** start Document extract **
Now to be fair, I learned some C++ in high school (nothing beyond algorithms
and solving math problems by coding though), and I think I learned HTML in 7th
grade and also touched Javascript in high school, so I had a "base start", but
then went on to a whole different field and turned back to coding about 8
years later.

EDIT+: And there's no reason you won't create the "next Facebook or Twitter",
at pre-scaling stage they were both very simple technically speaking, what one
could learn in a couple years starting from absolute zero, no need for
Stanford level CS knowledge here... if you have a great idea (99.9...% of
people _don 't_, even if they think they do!) you can turn it into a prototype
and then turning the prototype into a real business can be more about business
skills not coding skills, because an interesting idea that brings profit will
always be scalable because you will be able to hire smart people to scale it
for you. And at the end of the "day" it will be your choice whether you'll
decide to play on the business side or coding side more.

------
krapp
I'm 36 and more or less in the same boat. In a few years' time I've managed to
start making money fixing up javascript, making custom themes and plugins for
wordpress, and I set up a github account. It's definitely doable. Just get
something _out_ , get some projects, network with people. I have yet to
actually meet anyone who cares about age... they're probably not going to
unless they're like 20, or you're 80. Don't let your age stop you.

------
pavs
I am not the same boat as your, couple of years younger and recently started
with php. Well I am not there yet, one month in to my serious attempt (I have
tried several time not-too-seriously), I can say and feel that its definitely
possible to learn to code in a single language in a reasonable time.

I think it boils down to your attitude towards it and how much you are
motivated to learning. I spend only about 1-2 hours every other day. One of
the mistakes I made was trying to decide which language to learn first, I
would say it matter very little; the reason I decided to try PHP (despite
having many naysayers), because of huge size of its community, easy access to
free materials on the web and get any kind of help I want to and also because
how relatively easy it is to learn PHP. I also looked in to other programming
languages a bit (code snippets) and general impression I get is that once you
have a good understanding of one programming language its very easy to pick up
other programming language (yes, even with php), because despite its
differences the general idea behind most programming language is the same.

I would also spend a week or so to learn git/github even if your are coding by
yourself and learning very rudimentary stuff.

I would say go for it, stop wasting time deciding which language to learn,
pick one and jump to it.

------
yashg
There is never too late to get into programming. It's a wonderful field that
welcomes anyone and everyone with open arms. :) Don't worry about degrees or
anything. Just get your hands dirty and you surely don't need to quit your day
job either. You still need to eat and pay bills.

Don't get into thousand things. Start with basics - HTML, JavaScript and one
of the scripting languages - PHP, Pearl, Ruby - anything. Pick one and stick
to it. All are equally good. Then start making small projects. Make a tic tac
toe game in JavaScript. See what difficulties you face, ask for help and solve
the problem.

Register on sites like eLance and oDesk. See what kind of projects people
post. You don't have to bid - you will probably won't win a bid against a full
time pro developer. But see what people are looking for, try to build it as
your side project. Try to find an idea where people will pay.

Make a simple todo list app - almost every programmer makes one in his/her
lifetime. Release it as a free web app. See the traction. Add features and you
will learn more. Some day you will come across an idea that you think you can
build and people will pay for.
** end Document extract **
** start Data shown **
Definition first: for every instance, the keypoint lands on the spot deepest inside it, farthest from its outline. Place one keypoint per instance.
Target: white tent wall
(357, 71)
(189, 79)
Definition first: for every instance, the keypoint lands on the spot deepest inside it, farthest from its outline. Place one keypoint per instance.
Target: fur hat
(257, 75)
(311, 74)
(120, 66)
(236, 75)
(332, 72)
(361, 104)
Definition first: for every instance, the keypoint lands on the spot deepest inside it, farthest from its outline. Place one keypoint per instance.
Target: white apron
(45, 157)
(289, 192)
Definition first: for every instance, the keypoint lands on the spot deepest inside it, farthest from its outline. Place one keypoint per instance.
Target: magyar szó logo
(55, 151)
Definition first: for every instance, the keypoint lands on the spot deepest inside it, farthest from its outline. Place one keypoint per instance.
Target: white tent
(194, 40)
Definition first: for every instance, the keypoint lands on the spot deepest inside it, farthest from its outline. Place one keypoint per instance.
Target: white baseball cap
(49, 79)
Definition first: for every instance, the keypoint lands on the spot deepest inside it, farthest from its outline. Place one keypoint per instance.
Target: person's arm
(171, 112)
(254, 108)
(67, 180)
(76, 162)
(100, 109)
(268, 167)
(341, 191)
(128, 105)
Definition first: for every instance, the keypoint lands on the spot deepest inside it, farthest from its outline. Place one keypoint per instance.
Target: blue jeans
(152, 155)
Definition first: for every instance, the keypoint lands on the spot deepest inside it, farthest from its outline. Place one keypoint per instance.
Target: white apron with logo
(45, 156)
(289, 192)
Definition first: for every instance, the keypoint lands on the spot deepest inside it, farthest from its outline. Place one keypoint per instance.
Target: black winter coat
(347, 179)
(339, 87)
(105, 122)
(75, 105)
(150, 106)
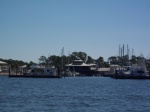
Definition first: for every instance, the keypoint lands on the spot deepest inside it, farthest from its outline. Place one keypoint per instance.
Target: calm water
(74, 94)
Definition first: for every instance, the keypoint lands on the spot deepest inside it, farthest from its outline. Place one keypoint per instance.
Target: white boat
(39, 72)
(131, 72)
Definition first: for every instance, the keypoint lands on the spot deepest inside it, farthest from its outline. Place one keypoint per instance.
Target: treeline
(61, 61)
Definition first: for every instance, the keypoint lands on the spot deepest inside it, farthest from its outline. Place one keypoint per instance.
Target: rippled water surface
(74, 94)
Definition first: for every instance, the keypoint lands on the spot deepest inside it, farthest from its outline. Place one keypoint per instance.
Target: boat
(131, 72)
(79, 68)
(39, 72)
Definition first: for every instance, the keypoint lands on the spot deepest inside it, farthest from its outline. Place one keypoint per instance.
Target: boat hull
(34, 76)
(130, 77)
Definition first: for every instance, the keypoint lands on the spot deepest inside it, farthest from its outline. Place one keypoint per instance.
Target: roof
(2, 63)
(81, 64)
(104, 69)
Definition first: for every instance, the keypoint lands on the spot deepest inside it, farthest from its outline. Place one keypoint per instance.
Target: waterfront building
(82, 68)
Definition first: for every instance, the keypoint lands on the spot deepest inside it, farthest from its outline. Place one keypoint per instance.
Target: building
(82, 68)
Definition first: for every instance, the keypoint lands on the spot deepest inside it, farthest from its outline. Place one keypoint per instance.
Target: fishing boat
(39, 72)
(131, 72)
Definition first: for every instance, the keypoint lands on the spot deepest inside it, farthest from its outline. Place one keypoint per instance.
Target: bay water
(74, 94)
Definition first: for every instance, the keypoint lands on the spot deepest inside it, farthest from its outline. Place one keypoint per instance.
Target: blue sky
(32, 28)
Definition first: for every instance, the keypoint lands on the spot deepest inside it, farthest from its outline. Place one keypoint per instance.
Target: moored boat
(39, 72)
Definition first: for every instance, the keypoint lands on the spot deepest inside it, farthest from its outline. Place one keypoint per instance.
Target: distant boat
(39, 72)
(131, 72)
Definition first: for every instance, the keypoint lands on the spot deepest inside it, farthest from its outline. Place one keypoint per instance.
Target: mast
(62, 54)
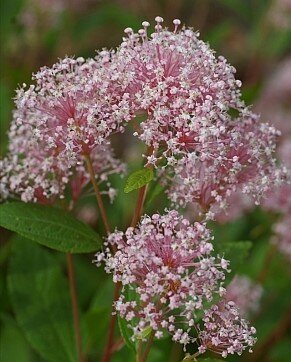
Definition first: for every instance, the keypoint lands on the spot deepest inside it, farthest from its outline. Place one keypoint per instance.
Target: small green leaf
(138, 179)
(54, 228)
(40, 298)
(236, 252)
(125, 333)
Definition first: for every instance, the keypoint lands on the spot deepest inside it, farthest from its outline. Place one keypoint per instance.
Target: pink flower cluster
(278, 200)
(187, 96)
(168, 273)
(66, 116)
(225, 332)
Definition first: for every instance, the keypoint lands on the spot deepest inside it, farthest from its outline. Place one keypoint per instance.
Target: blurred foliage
(32, 36)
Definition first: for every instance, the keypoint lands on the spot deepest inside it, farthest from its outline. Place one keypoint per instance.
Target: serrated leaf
(40, 299)
(125, 333)
(138, 179)
(54, 228)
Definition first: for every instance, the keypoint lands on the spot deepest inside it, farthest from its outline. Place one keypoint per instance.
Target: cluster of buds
(64, 118)
(169, 273)
(208, 142)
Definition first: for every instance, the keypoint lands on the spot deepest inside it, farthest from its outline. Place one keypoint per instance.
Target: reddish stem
(110, 339)
(97, 193)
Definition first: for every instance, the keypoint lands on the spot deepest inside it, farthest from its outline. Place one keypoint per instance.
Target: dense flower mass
(74, 106)
(64, 118)
(195, 118)
(224, 331)
(245, 293)
(278, 200)
(36, 176)
(168, 264)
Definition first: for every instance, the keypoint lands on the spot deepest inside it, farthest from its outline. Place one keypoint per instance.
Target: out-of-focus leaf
(138, 179)
(40, 298)
(236, 252)
(49, 226)
(13, 345)
(125, 333)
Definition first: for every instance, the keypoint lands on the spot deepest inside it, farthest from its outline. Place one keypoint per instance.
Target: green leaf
(138, 179)
(49, 226)
(125, 333)
(236, 252)
(13, 345)
(40, 299)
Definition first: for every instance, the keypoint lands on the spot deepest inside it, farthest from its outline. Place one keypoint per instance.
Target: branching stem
(97, 193)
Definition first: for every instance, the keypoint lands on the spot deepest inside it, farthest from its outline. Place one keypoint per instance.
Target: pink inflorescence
(68, 115)
(224, 331)
(278, 200)
(166, 265)
(245, 293)
(206, 142)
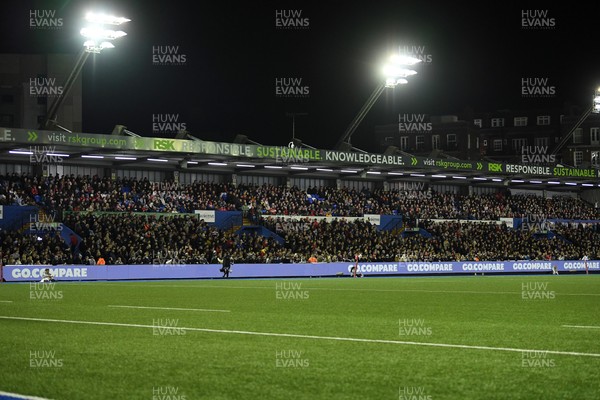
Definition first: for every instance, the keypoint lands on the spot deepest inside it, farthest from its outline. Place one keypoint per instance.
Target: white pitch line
** end Data shown **
> [Your tasks]
A. Name the users whose replies in the forum thread are headed by a username.
B. Please list every line of the listing that contains the word "logo".
The forum thread and the listing are unrelated to each other.

> [Task answers]
A. krapp, pavs, yashg

B.
Target: magyar szó logo
Target: white apron with logo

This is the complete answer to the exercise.